* WORK INSTRUCTIONS: Would you please copy each line below that includes the string "wearing"?

* INPUT DATA:
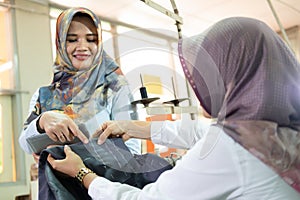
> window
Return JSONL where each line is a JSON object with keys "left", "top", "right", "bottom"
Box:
{"left": 0, "top": 5, "right": 16, "bottom": 183}
{"left": 0, "top": 7, "right": 14, "bottom": 90}
{"left": 115, "top": 26, "right": 190, "bottom": 107}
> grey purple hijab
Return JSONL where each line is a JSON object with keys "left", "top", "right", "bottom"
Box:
{"left": 179, "top": 17, "right": 300, "bottom": 193}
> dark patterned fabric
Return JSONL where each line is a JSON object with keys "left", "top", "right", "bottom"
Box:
{"left": 178, "top": 17, "right": 300, "bottom": 193}
{"left": 38, "top": 138, "right": 173, "bottom": 200}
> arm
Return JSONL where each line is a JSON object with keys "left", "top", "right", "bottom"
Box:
{"left": 151, "top": 119, "right": 210, "bottom": 149}
{"left": 19, "top": 89, "right": 88, "bottom": 154}
{"left": 47, "top": 145, "right": 98, "bottom": 189}
{"left": 97, "top": 119, "right": 210, "bottom": 149}
{"left": 47, "top": 145, "right": 162, "bottom": 200}
{"left": 19, "top": 89, "right": 41, "bottom": 153}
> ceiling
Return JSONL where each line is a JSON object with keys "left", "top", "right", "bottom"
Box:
{"left": 48, "top": 0, "right": 300, "bottom": 37}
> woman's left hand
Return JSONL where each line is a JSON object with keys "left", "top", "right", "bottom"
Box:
{"left": 47, "top": 145, "right": 85, "bottom": 177}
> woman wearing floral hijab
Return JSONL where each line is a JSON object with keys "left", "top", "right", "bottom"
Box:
{"left": 47, "top": 17, "right": 300, "bottom": 199}
{"left": 19, "top": 7, "right": 141, "bottom": 155}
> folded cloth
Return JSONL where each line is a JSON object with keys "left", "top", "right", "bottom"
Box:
{"left": 38, "top": 138, "right": 173, "bottom": 200}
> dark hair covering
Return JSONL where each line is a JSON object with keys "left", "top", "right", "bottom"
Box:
{"left": 179, "top": 17, "right": 300, "bottom": 193}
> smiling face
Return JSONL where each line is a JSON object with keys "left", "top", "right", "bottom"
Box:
{"left": 66, "top": 15, "right": 99, "bottom": 70}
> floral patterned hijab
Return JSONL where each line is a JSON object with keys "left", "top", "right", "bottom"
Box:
{"left": 179, "top": 17, "right": 300, "bottom": 193}
{"left": 28, "top": 7, "right": 128, "bottom": 125}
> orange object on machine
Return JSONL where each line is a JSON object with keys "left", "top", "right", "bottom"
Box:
{"left": 145, "top": 114, "right": 178, "bottom": 157}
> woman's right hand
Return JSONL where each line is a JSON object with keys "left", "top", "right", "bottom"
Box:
{"left": 39, "top": 111, "right": 88, "bottom": 144}
{"left": 93, "top": 120, "right": 151, "bottom": 145}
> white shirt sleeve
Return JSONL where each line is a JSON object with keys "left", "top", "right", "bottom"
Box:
{"left": 18, "top": 89, "right": 40, "bottom": 154}
{"left": 151, "top": 119, "right": 210, "bottom": 149}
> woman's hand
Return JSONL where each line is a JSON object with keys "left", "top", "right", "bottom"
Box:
{"left": 47, "top": 145, "right": 85, "bottom": 177}
{"left": 39, "top": 111, "right": 88, "bottom": 144}
{"left": 32, "top": 153, "right": 40, "bottom": 163}
{"left": 93, "top": 120, "right": 151, "bottom": 145}
{"left": 92, "top": 121, "right": 129, "bottom": 144}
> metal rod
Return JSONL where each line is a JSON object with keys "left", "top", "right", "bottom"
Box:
{"left": 171, "top": 77, "right": 177, "bottom": 99}
{"left": 266, "top": 0, "right": 292, "bottom": 50}
{"left": 185, "top": 79, "right": 195, "bottom": 120}
{"left": 140, "top": 0, "right": 183, "bottom": 24}
{"left": 170, "top": 0, "right": 182, "bottom": 39}
{"left": 140, "top": 74, "right": 144, "bottom": 87}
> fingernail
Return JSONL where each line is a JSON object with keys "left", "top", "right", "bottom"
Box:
{"left": 97, "top": 140, "right": 103, "bottom": 145}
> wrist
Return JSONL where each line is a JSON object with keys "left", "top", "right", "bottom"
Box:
{"left": 75, "top": 167, "right": 95, "bottom": 183}
{"left": 36, "top": 115, "right": 45, "bottom": 133}
{"left": 130, "top": 121, "right": 151, "bottom": 139}
{"left": 82, "top": 172, "right": 98, "bottom": 189}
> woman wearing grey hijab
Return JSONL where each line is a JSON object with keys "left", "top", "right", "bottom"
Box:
{"left": 47, "top": 17, "right": 300, "bottom": 199}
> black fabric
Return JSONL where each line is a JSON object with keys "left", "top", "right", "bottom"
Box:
{"left": 38, "top": 138, "right": 173, "bottom": 200}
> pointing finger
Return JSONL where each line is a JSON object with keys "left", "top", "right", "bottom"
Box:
{"left": 69, "top": 123, "right": 88, "bottom": 144}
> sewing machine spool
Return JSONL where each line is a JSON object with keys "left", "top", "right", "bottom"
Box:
{"left": 163, "top": 77, "right": 189, "bottom": 106}
{"left": 131, "top": 74, "right": 160, "bottom": 107}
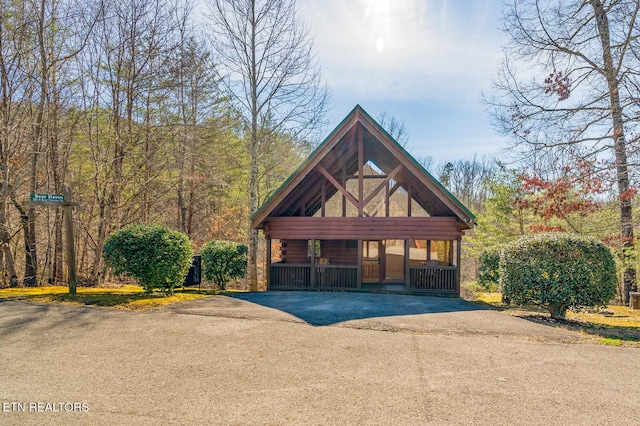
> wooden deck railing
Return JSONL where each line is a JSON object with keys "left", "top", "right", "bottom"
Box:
{"left": 315, "top": 265, "right": 358, "bottom": 289}
{"left": 270, "top": 263, "right": 458, "bottom": 293}
{"left": 409, "top": 266, "right": 457, "bottom": 293}
{"left": 269, "top": 264, "right": 358, "bottom": 289}
{"left": 270, "top": 264, "right": 311, "bottom": 289}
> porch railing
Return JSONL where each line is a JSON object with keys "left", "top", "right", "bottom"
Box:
{"left": 269, "top": 264, "right": 311, "bottom": 289}
{"left": 269, "top": 264, "right": 357, "bottom": 290}
{"left": 270, "top": 263, "right": 458, "bottom": 293}
{"left": 409, "top": 266, "right": 457, "bottom": 293}
{"left": 315, "top": 265, "right": 358, "bottom": 289}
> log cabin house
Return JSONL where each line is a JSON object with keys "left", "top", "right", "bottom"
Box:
{"left": 251, "top": 105, "right": 475, "bottom": 295}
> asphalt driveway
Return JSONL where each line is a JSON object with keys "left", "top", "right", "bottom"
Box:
{"left": 1, "top": 292, "right": 639, "bottom": 425}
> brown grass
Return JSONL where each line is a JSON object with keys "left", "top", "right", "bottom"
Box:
{"left": 470, "top": 291, "right": 640, "bottom": 347}
{"left": 0, "top": 285, "right": 224, "bottom": 310}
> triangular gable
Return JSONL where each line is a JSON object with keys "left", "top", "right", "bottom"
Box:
{"left": 251, "top": 105, "right": 475, "bottom": 230}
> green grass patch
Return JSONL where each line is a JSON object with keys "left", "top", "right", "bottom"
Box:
{"left": 0, "top": 285, "right": 224, "bottom": 310}
{"left": 468, "top": 289, "right": 640, "bottom": 347}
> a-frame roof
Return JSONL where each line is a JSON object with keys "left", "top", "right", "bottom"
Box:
{"left": 251, "top": 105, "right": 475, "bottom": 230}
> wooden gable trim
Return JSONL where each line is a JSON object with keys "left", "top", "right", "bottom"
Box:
{"left": 316, "top": 165, "right": 359, "bottom": 210}
{"left": 361, "top": 163, "right": 403, "bottom": 209}
{"left": 252, "top": 105, "right": 475, "bottom": 230}
{"left": 251, "top": 113, "right": 360, "bottom": 228}
{"left": 357, "top": 124, "right": 364, "bottom": 217}
{"left": 356, "top": 114, "right": 474, "bottom": 225}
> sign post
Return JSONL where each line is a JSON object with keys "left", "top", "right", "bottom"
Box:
{"left": 25, "top": 187, "right": 79, "bottom": 294}
{"left": 63, "top": 186, "right": 77, "bottom": 295}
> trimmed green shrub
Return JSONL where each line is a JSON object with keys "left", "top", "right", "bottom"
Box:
{"left": 478, "top": 248, "right": 501, "bottom": 290}
{"left": 201, "top": 240, "right": 248, "bottom": 290}
{"left": 500, "top": 233, "right": 617, "bottom": 319}
{"left": 104, "top": 223, "right": 193, "bottom": 295}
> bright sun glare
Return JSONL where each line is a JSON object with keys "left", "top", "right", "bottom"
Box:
{"left": 364, "top": 0, "right": 391, "bottom": 53}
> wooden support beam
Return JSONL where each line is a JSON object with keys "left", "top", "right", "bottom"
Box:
{"left": 341, "top": 165, "right": 347, "bottom": 217}
{"left": 321, "top": 182, "right": 326, "bottom": 217}
{"left": 404, "top": 239, "right": 410, "bottom": 290}
{"left": 361, "top": 164, "right": 403, "bottom": 209}
{"left": 357, "top": 125, "right": 364, "bottom": 217}
{"left": 357, "top": 239, "right": 363, "bottom": 289}
{"left": 266, "top": 238, "right": 272, "bottom": 289}
{"left": 385, "top": 183, "right": 390, "bottom": 217}
{"left": 344, "top": 174, "right": 390, "bottom": 180}
{"left": 407, "top": 184, "right": 412, "bottom": 217}
{"left": 317, "top": 165, "right": 359, "bottom": 210}
{"left": 456, "top": 237, "right": 462, "bottom": 294}
{"left": 310, "top": 239, "right": 316, "bottom": 288}
{"left": 389, "top": 181, "right": 401, "bottom": 197}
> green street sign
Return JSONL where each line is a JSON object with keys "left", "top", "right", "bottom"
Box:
{"left": 29, "top": 193, "right": 65, "bottom": 203}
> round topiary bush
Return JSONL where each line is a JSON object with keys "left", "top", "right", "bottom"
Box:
{"left": 201, "top": 240, "right": 248, "bottom": 290}
{"left": 478, "top": 247, "right": 501, "bottom": 290}
{"left": 103, "top": 223, "right": 194, "bottom": 294}
{"left": 500, "top": 233, "right": 617, "bottom": 319}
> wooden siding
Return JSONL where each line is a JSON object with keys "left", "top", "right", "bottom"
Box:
{"left": 322, "top": 240, "right": 358, "bottom": 265}
{"left": 265, "top": 217, "right": 462, "bottom": 240}
{"left": 280, "top": 240, "right": 309, "bottom": 264}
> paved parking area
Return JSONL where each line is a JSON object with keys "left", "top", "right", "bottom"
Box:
{"left": 1, "top": 292, "right": 639, "bottom": 425}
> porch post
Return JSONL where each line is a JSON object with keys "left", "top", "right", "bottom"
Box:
{"left": 404, "top": 239, "right": 410, "bottom": 290}
{"left": 456, "top": 237, "right": 462, "bottom": 295}
{"left": 357, "top": 239, "right": 362, "bottom": 289}
{"left": 266, "top": 238, "right": 271, "bottom": 290}
{"left": 310, "top": 239, "right": 316, "bottom": 288}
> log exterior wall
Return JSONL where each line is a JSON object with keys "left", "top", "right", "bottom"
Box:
{"left": 265, "top": 217, "right": 463, "bottom": 240}
{"left": 280, "top": 240, "right": 309, "bottom": 264}
{"left": 322, "top": 240, "right": 358, "bottom": 265}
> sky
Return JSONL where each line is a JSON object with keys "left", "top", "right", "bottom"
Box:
{"left": 298, "top": 0, "right": 510, "bottom": 166}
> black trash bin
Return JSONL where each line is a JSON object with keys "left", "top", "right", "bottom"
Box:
{"left": 183, "top": 255, "right": 202, "bottom": 288}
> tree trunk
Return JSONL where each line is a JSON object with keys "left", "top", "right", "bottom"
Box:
{"left": 591, "top": 0, "right": 637, "bottom": 304}
{"left": 248, "top": 0, "right": 259, "bottom": 292}
{"left": 549, "top": 303, "right": 567, "bottom": 320}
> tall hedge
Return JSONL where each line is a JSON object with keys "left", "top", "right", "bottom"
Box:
{"left": 201, "top": 240, "right": 248, "bottom": 290}
{"left": 104, "top": 223, "right": 193, "bottom": 294}
{"left": 500, "top": 233, "right": 617, "bottom": 319}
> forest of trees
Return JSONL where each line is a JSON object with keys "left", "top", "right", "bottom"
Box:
{"left": 0, "top": 0, "right": 322, "bottom": 287}
{"left": 1, "top": 0, "right": 638, "bottom": 302}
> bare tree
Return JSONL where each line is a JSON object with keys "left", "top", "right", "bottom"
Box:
{"left": 437, "top": 155, "right": 496, "bottom": 211}
{"left": 166, "top": 0, "right": 221, "bottom": 237}
{"left": 377, "top": 112, "right": 409, "bottom": 146}
{"left": 207, "top": 0, "right": 329, "bottom": 291}
{"left": 486, "top": 0, "right": 640, "bottom": 303}
{"left": 79, "top": 0, "right": 176, "bottom": 284}
{"left": 0, "top": 0, "right": 33, "bottom": 287}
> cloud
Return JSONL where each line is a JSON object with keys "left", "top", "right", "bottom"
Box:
{"left": 301, "top": 0, "right": 504, "bottom": 102}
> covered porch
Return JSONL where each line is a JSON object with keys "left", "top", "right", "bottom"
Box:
{"left": 264, "top": 217, "right": 462, "bottom": 295}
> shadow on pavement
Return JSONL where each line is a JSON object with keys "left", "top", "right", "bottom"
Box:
{"left": 229, "top": 291, "right": 484, "bottom": 326}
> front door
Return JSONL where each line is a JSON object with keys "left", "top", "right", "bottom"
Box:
{"left": 362, "top": 240, "right": 381, "bottom": 282}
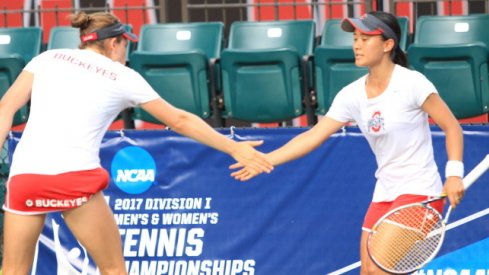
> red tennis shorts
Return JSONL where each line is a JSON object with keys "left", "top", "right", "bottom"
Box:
{"left": 362, "top": 194, "right": 445, "bottom": 231}
{"left": 3, "top": 167, "right": 109, "bottom": 215}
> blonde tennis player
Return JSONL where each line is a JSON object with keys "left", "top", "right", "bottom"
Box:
{"left": 0, "top": 12, "right": 272, "bottom": 275}
{"left": 231, "top": 11, "right": 464, "bottom": 275}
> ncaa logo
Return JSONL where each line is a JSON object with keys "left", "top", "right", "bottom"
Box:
{"left": 111, "top": 146, "right": 156, "bottom": 194}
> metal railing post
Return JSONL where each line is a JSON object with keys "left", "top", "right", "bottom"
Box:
{"left": 158, "top": 0, "right": 167, "bottom": 23}
{"left": 181, "top": 0, "right": 189, "bottom": 22}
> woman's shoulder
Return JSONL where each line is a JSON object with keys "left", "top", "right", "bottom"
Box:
{"left": 393, "top": 65, "right": 435, "bottom": 93}
{"left": 340, "top": 74, "right": 367, "bottom": 94}
{"left": 393, "top": 65, "right": 437, "bottom": 102}
{"left": 395, "top": 65, "right": 426, "bottom": 80}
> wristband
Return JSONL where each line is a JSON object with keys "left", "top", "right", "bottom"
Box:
{"left": 445, "top": 160, "right": 464, "bottom": 178}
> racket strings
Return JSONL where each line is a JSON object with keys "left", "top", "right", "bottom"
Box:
{"left": 368, "top": 205, "right": 444, "bottom": 273}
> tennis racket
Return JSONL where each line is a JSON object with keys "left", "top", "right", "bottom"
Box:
{"left": 367, "top": 154, "right": 489, "bottom": 274}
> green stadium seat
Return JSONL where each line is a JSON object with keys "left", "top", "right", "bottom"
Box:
{"left": 0, "top": 57, "right": 28, "bottom": 125}
{"left": 219, "top": 20, "right": 315, "bottom": 124}
{"left": 314, "top": 17, "right": 409, "bottom": 115}
{"left": 47, "top": 26, "right": 80, "bottom": 50}
{"left": 130, "top": 22, "right": 224, "bottom": 126}
{"left": 0, "top": 27, "right": 42, "bottom": 64}
{"left": 0, "top": 27, "right": 42, "bottom": 126}
{"left": 407, "top": 14, "right": 489, "bottom": 119}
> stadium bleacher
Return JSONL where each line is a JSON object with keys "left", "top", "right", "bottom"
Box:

* RESULT OF THIS TASK:
> woman wearing floral hijab
> woman wearing grey hijab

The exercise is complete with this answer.